■ Aim
Rescale the data from the line containing "sock as a single marker per instance." through the end of the data, both ends included, and give only those lines again, requests included. Multiply every point coordinate in the answers by 1.3 and round to whole numbers, with halves rounded up, but leave the numbers in the requests and their format samples unchanged.

════

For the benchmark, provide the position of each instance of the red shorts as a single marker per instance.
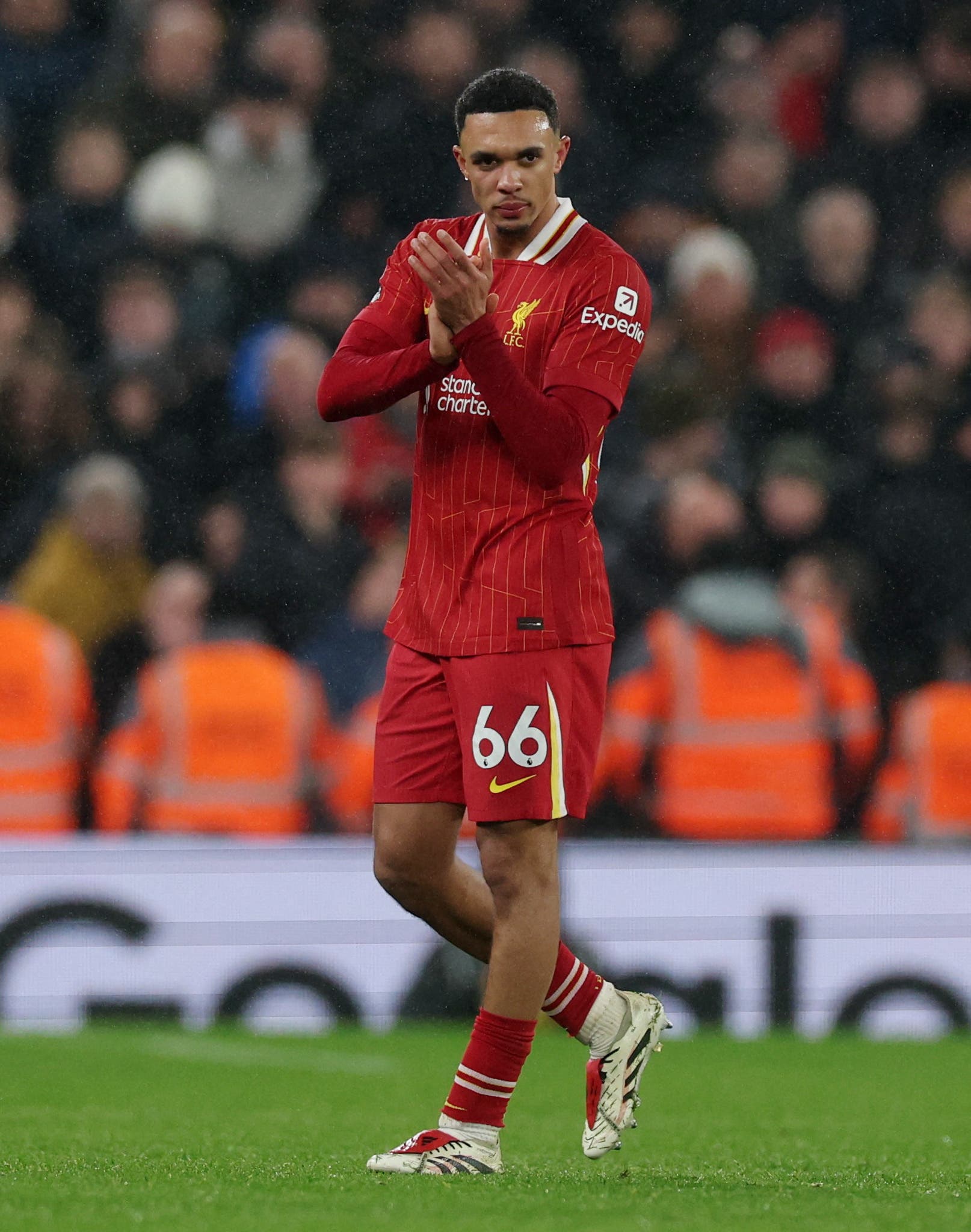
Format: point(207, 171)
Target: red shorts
point(513, 737)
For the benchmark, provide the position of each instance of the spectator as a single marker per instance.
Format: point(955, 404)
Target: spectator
point(939, 321)
point(923, 791)
point(795, 369)
point(171, 205)
point(750, 179)
point(714, 280)
point(276, 382)
point(88, 572)
point(695, 516)
point(666, 209)
point(946, 60)
point(138, 316)
point(79, 229)
point(650, 88)
point(262, 158)
point(173, 91)
point(325, 302)
point(793, 500)
point(294, 562)
point(173, 617)
point(883, 152)
point(241, 732)
point(437, 55)
point(43, 61)
point(46, 721)
point(350, 648)
point(834, 275)
point(953, 220)
point(43, 403)
point(742, 707)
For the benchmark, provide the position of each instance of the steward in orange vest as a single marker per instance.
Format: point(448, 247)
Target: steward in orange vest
point(758, 721)
point(46, 724)
point(227, 738)
point(350, 801)
point(923, 791)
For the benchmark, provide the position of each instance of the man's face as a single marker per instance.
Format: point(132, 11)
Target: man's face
point(512, 159)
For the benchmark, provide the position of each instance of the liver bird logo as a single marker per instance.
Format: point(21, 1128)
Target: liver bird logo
point(514, 337)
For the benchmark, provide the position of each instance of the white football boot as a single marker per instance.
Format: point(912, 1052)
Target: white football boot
point(612, 1081)
point(440, 1153)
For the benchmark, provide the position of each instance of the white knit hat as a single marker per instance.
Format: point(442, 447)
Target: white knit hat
point(174, 191)
point(710, 249)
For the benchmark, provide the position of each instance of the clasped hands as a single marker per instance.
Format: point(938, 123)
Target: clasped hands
point(458, 284)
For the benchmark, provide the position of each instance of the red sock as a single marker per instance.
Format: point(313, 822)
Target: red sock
point(490, 1070)
point(572, 992)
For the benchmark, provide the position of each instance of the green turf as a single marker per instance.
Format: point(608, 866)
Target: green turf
point(226, 1133)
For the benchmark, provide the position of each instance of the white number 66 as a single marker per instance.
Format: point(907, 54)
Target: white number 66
point(487, 737)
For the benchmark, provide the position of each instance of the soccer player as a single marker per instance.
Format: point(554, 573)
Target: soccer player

════

■ Task answer
For the benchmark, provide the position of each instance of the red sock as a single marker per instance.
Format: point(313, 822)
Target: red sock
point(637, 1391)
point(744, 1290)
For the benchmark, provide the position of each instance of the green turf as a single marker per instance.
Format: point(608, 866)
Target: green turf
point(294, 1473)
For the benchmark, provide the position of each instance of the white number 66 as a single marker per instance.
Format: point(907, 54)
Target: white number 66
point(633, 958)
For the benchmark, provide the position of each instance of the soccer player as a single marker per instance.
Format: point(554, 573)
Target: soccer player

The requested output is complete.